TASK ITEM>
Copy, exactly and without additions, every line in the records below from the one holding "Task: Where can the noseband" through the one holding "Target: green tree foliage", both ends included.

(Beginning of MATERIAL TO PROCESS)

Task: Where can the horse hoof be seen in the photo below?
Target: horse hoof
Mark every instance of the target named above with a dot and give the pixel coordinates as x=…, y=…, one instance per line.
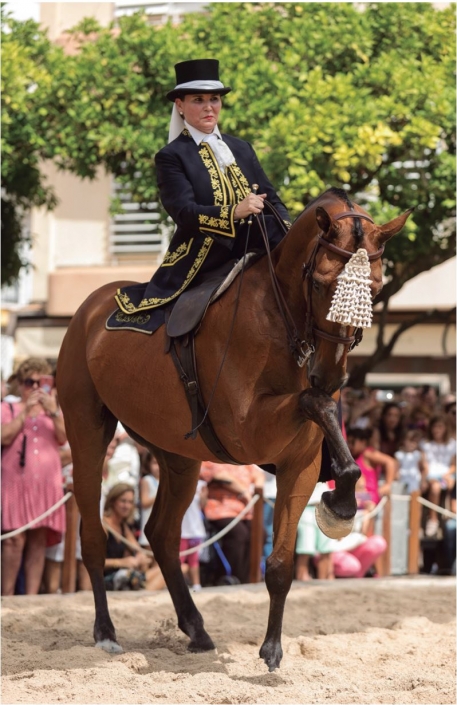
x=271, y=653
x=111, y=647
x=330, y=524
x=203, y=644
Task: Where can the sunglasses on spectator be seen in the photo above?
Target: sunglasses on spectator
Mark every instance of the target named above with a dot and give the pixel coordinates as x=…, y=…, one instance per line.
x=29, y=382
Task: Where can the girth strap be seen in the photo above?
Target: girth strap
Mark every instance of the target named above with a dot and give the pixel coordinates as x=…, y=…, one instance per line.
x=187, y=370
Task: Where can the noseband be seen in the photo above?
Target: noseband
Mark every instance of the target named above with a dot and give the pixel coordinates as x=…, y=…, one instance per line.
x=308, y=269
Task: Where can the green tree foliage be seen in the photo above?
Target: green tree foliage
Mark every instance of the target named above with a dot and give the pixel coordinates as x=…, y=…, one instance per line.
x=27, y=59
x=360, y=97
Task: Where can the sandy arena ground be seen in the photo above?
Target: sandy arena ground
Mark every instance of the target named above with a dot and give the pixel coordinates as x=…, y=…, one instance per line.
x=352, y=641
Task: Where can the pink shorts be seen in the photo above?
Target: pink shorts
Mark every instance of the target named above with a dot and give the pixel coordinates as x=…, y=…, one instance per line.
x=192, y=559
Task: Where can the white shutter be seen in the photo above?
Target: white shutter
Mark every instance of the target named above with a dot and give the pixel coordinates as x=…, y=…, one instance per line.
x=137, y=227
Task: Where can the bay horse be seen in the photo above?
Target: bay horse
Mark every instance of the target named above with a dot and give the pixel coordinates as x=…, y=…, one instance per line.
x=267, y=409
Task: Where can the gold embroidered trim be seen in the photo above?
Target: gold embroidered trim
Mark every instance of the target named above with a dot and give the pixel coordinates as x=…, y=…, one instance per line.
x=240, y=183
x=219, y=226
x=213, y=222
x=123, y=300
x=217, y=184
x=172, y=257
x=140, y=318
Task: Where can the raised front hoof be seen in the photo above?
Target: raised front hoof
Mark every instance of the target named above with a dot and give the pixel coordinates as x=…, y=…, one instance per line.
x=111, y=647
x=204, y=643
x=272, y=654
x=330, y=524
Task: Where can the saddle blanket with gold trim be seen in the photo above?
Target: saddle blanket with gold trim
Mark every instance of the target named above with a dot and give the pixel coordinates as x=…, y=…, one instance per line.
x=148, y=321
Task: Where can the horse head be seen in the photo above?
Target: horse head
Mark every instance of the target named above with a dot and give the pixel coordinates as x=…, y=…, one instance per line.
x=341, y=277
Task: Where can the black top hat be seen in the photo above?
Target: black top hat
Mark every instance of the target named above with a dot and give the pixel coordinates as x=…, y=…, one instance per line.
x=202, y=70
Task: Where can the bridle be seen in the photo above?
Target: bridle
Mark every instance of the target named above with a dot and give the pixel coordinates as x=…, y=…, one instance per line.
x=308, y=269
x=302, y=350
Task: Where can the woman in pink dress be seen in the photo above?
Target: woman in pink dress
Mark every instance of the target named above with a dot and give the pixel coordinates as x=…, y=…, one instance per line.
x=32, y=431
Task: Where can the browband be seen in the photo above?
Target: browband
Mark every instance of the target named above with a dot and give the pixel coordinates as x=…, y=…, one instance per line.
x=346, y=253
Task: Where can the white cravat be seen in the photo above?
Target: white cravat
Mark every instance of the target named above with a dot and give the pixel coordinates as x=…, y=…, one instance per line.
x=222, y=151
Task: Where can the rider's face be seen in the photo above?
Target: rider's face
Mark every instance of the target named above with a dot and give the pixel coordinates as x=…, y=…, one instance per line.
x=201, y=111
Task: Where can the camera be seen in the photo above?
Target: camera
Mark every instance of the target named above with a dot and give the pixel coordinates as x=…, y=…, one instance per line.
x=46, y=383
x=385, y=395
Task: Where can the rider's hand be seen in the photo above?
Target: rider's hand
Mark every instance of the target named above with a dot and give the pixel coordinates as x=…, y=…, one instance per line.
x=253, y=203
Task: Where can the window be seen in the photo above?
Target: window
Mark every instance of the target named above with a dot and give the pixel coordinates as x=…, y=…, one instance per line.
x=137, y=228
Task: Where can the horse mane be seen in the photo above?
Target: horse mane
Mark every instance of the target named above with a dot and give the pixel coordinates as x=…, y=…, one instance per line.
x=340, y=193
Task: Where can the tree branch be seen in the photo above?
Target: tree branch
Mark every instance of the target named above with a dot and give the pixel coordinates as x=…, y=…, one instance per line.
x=384, y=350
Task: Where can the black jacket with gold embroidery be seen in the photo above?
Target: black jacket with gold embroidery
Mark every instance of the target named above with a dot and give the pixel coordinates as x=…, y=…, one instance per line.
x=201, y=200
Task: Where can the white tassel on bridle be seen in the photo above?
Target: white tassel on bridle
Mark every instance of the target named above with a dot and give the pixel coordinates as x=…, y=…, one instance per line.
x=351, y=304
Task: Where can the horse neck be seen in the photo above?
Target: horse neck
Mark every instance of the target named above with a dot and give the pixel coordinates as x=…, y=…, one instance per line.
x=290, y=255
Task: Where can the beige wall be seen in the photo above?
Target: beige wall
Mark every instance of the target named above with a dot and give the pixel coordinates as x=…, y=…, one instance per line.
x=57, y=17
x=418, y=341
x=70, y=286
x=76, y=233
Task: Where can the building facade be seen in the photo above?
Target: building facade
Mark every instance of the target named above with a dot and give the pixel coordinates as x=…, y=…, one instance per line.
x=79, y=247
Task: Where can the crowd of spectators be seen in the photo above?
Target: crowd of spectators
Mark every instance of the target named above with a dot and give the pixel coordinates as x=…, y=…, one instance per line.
x=407, y=438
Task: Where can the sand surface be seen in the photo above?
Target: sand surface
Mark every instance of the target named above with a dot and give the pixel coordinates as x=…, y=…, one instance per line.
x=352, y=641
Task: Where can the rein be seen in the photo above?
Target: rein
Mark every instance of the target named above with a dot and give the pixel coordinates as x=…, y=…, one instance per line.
x=302, y=350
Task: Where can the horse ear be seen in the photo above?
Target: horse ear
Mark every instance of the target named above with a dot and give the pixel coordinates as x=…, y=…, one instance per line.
x=394, y=226
x=323, y=219
x=326, y=224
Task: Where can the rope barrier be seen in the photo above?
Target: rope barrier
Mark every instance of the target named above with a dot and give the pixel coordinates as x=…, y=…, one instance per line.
x=376, y=510
x=58, y=504
x=445, y=512
x=188, y=551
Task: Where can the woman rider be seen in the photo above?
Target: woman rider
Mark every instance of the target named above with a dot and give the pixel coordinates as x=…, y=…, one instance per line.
x=205, y=180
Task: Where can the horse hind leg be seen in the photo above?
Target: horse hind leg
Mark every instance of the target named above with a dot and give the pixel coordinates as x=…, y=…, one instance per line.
x=178, y=480
x=90, y=427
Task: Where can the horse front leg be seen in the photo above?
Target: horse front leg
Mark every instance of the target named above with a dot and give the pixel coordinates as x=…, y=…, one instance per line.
x=336, y=511
x=292, y=498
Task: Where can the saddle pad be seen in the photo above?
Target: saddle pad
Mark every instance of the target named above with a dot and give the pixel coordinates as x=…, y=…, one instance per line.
x=147, y=322
x=187, y=311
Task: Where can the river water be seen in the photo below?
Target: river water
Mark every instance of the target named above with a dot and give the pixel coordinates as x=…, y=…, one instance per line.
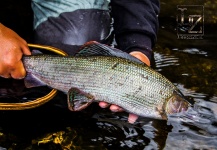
x=190, y=64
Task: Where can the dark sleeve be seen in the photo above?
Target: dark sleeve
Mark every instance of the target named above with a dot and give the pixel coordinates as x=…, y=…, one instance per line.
x=135, y=24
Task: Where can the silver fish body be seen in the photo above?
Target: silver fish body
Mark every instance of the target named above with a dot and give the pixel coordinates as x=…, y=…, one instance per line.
x=133, y=86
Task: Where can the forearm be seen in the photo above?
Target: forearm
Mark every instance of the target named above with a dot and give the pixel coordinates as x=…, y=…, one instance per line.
x=135, y=24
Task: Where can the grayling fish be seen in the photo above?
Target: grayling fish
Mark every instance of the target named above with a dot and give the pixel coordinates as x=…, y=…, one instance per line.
x=116, y=77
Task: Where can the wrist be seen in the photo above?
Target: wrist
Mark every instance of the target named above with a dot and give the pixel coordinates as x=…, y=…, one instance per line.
x=141, y=57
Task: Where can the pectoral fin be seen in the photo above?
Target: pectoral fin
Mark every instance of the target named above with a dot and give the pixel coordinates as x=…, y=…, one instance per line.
x=78, y=100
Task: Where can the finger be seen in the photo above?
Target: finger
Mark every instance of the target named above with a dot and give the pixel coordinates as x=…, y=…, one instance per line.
x=116, y=108
x=104, y=104
x=19, y=72
x=132, y=118
x=5, y=75
x=25, y=50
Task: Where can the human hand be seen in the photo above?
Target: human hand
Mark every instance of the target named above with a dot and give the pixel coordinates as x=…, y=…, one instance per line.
x=132, y=117
x=12, y=48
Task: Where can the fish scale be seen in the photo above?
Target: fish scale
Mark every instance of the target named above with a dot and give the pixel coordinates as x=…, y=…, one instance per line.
x=135, y=87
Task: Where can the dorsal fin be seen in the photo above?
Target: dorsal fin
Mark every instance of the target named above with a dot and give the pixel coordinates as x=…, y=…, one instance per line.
x=94, y=48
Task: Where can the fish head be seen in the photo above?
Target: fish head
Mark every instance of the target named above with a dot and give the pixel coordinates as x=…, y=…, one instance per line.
x=176, y=103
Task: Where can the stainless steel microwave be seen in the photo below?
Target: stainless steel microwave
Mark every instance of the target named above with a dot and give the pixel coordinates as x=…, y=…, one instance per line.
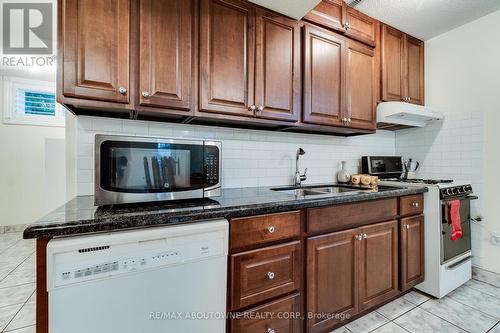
x=131, y=169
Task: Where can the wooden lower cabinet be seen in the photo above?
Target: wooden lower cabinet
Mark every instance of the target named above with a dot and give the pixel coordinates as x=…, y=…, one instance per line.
x=412, y=251
x=350, y=271
x=378, y=264
x=262, y=274
x=281, y=316
x=331, y=278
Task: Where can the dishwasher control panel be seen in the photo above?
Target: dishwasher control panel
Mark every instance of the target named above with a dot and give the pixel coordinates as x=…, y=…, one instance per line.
x=114, y=260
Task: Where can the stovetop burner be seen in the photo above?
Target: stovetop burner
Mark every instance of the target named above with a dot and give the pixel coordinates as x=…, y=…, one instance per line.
x=424, y=181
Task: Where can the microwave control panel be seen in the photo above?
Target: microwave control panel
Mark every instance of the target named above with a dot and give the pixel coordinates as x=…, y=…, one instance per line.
x=211, y=165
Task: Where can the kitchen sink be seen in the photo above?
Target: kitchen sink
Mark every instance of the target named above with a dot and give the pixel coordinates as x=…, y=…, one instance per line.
x=331, y=190
x=324, y=190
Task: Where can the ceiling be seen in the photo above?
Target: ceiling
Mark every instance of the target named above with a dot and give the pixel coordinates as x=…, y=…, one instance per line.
x=291, y=8
x=427, y=18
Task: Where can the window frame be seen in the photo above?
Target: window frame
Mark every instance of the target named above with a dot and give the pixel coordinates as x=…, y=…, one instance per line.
x=9, y=92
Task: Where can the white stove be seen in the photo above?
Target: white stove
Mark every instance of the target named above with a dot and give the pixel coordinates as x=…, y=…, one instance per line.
x=447, y=263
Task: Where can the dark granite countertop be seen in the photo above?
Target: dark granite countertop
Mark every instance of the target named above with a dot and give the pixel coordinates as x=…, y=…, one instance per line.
x=81, y=216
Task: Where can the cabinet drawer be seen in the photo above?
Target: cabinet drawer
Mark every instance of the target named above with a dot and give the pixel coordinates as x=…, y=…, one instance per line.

(End of MATERIAL TO PROCESS)

COMPLETED EXERCISE>
Task: Where can the noseband be seen in the photo above?
Target: noseband
Mark every instance of the target named above with a dot and give the pixel coordinates as x=…, y=…, one instance per line.
x=308, y=269
Task: Where can the green tree foliage be seen in the photo above?
Target: green tree foliage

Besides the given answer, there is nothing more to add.